(MATERIAL SHOWN Opens)

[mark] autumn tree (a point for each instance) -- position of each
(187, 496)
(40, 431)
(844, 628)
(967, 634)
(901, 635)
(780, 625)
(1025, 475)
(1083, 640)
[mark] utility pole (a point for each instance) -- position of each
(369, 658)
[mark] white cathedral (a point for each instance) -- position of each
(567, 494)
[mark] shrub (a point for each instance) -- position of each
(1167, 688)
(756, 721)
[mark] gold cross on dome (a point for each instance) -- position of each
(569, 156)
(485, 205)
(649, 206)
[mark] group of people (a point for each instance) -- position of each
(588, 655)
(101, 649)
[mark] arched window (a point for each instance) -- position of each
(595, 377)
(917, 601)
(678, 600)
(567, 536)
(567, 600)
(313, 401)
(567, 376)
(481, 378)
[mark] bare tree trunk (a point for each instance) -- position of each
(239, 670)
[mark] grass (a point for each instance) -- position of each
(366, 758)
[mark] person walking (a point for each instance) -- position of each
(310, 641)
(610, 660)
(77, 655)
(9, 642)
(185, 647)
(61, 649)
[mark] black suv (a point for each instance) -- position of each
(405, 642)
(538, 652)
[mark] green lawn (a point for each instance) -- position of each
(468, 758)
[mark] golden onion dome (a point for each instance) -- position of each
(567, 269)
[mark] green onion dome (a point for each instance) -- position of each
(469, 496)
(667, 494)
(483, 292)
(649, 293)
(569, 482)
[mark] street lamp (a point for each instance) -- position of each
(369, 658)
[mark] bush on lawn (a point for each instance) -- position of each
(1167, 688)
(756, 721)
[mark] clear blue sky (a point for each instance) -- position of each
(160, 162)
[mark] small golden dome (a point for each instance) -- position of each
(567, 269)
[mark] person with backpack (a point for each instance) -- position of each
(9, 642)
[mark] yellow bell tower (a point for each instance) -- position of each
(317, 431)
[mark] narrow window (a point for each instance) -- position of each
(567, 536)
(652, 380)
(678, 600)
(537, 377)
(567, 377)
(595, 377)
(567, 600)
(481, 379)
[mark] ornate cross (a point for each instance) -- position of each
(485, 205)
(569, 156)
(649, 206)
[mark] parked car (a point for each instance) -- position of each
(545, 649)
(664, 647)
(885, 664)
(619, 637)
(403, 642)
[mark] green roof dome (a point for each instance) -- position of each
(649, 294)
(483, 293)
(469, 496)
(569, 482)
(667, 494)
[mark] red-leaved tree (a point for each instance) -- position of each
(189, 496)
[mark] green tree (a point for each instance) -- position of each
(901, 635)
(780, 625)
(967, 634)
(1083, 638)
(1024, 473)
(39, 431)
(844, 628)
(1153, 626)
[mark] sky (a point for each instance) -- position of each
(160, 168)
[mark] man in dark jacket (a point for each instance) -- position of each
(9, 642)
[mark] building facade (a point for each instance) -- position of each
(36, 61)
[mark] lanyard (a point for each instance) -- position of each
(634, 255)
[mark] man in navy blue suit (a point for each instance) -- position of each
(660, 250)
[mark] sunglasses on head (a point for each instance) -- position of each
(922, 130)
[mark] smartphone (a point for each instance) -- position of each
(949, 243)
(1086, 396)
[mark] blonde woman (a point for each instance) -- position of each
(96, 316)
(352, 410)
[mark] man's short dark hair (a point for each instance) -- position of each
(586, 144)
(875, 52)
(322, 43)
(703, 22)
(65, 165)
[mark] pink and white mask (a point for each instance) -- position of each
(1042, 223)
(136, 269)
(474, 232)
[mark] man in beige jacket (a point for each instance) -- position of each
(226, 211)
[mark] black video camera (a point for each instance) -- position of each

(MATERIAL SHOWN Closes)

Quote, word for word, every line starting at the one that contains "[mark] blonde woman" and ending with the final line of the entries.

[mark] blonde woman (a point for each instance) -- position of each
(96, 316)
(352, 410)
[mark] man's short dark hair (a point for each instance) -- position of each
(586, 144)
(875, 52)
(322, 43)
(703, 22)
(65, 165)
[mark] pink and white mask (a point for each instance) -- position of each
(1042, 223)
(136, 269)
(474, 232)
[mark] man in beige jacket (a point for each instance) -- position of each
(226, 211)
[mark] black video camera (a point for each instance) -- position of each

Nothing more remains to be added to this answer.